Aim of the task :: Quote the lines of the material below word for word, starting with the line containing "mark: the neck, one point per instance" and continuing through the end of the material.

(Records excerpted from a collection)
* Start *

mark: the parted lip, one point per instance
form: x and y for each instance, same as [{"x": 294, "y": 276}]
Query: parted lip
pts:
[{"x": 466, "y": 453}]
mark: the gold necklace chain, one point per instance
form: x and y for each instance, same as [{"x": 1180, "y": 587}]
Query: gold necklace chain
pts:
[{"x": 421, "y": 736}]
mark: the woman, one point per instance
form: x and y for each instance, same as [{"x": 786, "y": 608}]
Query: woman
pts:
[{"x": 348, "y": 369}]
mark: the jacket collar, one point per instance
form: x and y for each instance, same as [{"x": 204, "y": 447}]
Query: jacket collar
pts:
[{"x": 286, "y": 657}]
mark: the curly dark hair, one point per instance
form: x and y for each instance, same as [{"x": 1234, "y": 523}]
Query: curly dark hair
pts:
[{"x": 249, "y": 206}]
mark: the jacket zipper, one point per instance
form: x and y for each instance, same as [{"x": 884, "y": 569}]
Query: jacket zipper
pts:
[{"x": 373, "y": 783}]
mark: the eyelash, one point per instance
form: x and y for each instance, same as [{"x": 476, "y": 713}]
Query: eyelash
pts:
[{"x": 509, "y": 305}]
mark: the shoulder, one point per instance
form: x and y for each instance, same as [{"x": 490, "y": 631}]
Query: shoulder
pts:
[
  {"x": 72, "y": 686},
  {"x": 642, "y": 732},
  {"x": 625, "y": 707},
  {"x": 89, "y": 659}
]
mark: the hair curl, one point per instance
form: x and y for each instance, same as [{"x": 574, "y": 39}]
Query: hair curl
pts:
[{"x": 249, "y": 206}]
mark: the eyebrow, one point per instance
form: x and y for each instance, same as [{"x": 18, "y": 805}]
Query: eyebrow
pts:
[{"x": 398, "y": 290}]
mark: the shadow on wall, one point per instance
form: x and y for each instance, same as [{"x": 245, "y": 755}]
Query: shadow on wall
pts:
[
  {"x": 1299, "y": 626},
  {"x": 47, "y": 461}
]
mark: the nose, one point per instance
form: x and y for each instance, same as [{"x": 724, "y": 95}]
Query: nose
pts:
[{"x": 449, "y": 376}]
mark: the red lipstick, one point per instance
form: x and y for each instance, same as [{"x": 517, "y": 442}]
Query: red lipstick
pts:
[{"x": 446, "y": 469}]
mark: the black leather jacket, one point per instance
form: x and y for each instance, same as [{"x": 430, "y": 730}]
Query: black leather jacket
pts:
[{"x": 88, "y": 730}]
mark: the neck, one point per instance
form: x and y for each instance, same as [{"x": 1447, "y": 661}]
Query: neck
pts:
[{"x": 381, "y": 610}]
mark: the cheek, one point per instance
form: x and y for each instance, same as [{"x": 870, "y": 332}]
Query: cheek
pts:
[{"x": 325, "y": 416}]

* End *

The output ::
mark: the neck, one point per instance
form: x and y for each instance, same as [{"x": 1447, "y": 661}]
Query: neck
pts:
[{"x": 381, "y": 610}]
mark: the cheek, one point per instance
form: x and y for each instance, same as [{"x": 870, "y": 332}]
Query: cheek
pts:
[{"x": 325, "y": 416}]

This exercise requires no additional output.